An eleven-year-old Spanish student trying to avoid having his father attend a parent-teacher conference sent his father a text message claiming he had been kidnapped while taking out the trash.  His father, a police officer sent out a nation-wide alert.  The boy was found hiding at a house his parents owned.  I think the boy’s father should have been suspicious of when the boy said he voluntarily took out the trash. 

Recently in the United Kingdom a young man dressed as a penguin walked out of a convenience store with a case of beer he did not pay for.  He was caught on film by a security camera.  His elaborate disguise did not hide his identity.

A man ordered a $10.00 meal at Denny’s. After he ate, he realized he was $9.00 short of the bill.  First he offered the cashier a bag of marijuana in trade.  When that didn’t work he loudly tried to sell his drugs to other customers.  Sometimes honesty does not pay. 

A woman in Florida threw a surprise birthday party for her boss.  The costly celebration aroused suspicion.  After investigation it was learned that she had been skimming from the company for ten years.  Try to do something nice for someone…

Two detectives in Florida were arrested for breaking into city hall. Their explanation was that they had to use the restroom and the one in their part of the police station was “nasty.”  According to a news source they “didn’t recognize the severity of the situation.”

A man in Florida, apparently not well acquainted with elevators, pulled a knife on an elderly woman in an elevator.  He then walked into the closed door.  Although he escaped arrest, he was caught on camera.  He is now a YouTube celebrity. 

 Have your read about other Napoleons of crime?


KM Rockwood said...

One of my favorites is the guy who decided to hold up a bank and wrote the note on the back of a notice from the parole office that was addressed to him.

Dataset rows showing where objects appear
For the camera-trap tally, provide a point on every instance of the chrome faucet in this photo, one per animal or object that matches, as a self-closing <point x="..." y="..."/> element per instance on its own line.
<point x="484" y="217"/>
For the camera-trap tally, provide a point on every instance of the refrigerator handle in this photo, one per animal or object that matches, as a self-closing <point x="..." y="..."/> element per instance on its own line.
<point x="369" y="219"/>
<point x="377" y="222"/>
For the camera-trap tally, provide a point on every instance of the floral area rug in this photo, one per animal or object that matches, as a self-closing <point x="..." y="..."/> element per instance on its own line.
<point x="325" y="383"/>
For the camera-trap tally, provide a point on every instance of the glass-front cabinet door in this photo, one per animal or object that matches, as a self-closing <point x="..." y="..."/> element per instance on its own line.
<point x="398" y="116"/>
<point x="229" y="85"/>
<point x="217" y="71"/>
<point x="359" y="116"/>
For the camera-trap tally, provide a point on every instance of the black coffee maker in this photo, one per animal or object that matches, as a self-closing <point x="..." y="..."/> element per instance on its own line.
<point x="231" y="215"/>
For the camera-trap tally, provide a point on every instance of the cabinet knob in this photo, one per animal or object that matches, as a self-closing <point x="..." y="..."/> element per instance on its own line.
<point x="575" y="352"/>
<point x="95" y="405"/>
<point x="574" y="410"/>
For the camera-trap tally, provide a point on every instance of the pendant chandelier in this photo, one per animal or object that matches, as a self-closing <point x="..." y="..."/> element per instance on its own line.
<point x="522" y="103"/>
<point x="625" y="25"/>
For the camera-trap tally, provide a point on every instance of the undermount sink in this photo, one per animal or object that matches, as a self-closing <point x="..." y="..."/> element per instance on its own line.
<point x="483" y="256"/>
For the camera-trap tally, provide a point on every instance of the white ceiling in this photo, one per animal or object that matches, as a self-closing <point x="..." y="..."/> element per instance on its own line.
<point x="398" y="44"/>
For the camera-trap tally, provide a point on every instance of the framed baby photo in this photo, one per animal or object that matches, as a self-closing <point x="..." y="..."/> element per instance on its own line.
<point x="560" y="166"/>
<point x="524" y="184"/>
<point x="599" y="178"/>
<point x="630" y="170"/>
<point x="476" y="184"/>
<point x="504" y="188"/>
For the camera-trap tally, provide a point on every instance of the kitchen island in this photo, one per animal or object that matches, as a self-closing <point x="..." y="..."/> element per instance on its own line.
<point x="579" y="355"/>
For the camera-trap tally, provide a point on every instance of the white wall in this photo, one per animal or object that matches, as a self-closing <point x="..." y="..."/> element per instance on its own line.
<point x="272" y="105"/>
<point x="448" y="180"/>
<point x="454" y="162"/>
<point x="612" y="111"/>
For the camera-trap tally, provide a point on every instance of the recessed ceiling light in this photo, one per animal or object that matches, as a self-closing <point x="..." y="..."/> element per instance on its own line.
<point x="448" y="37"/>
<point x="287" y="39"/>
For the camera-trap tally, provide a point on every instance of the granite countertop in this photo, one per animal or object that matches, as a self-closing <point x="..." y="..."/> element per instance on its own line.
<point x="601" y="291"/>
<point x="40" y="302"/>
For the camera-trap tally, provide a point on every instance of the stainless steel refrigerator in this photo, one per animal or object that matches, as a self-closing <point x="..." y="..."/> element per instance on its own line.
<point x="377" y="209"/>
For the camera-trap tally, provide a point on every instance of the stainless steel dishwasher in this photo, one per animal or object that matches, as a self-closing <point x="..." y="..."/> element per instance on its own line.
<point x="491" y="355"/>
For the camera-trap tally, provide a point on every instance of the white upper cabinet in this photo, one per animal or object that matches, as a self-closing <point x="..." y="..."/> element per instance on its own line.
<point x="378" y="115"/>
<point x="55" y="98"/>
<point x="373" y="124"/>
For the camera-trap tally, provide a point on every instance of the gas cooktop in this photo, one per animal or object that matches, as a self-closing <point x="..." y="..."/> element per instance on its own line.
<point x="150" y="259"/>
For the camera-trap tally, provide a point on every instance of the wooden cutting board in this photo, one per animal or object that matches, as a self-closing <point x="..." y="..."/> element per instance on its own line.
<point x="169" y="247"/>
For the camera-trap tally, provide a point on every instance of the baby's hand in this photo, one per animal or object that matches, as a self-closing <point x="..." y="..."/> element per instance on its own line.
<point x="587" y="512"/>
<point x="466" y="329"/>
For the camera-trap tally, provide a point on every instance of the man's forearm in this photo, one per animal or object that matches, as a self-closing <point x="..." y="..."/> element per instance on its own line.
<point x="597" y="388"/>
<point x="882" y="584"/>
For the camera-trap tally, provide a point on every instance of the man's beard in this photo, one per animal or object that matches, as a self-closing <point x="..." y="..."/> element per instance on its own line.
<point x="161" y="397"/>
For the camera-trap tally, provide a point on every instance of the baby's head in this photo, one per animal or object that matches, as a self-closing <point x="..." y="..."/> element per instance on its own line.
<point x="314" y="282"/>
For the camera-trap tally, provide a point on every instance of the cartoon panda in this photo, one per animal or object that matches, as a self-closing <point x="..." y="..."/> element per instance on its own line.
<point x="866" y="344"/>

▶ [Parts of the exercise]:
A: In the crime anecdotes, what was the young man in the United Kingdom dressed as when he walked out of the store with the beer?
B: Lay out the entries as a numbered list, starting at the line containing "of the cartoon" and running through the end of the entries, with blank lines left out.

▶ [The responses]:
A: A penguin.

B:
1. For the camera-trap tally, provide a point on every instance of the cartoon panda in this photo, one per animal or object that matches, as a self-closing <point x="..." y="..."/> element per instance on its own line.
2. <point x="866" y="344"/>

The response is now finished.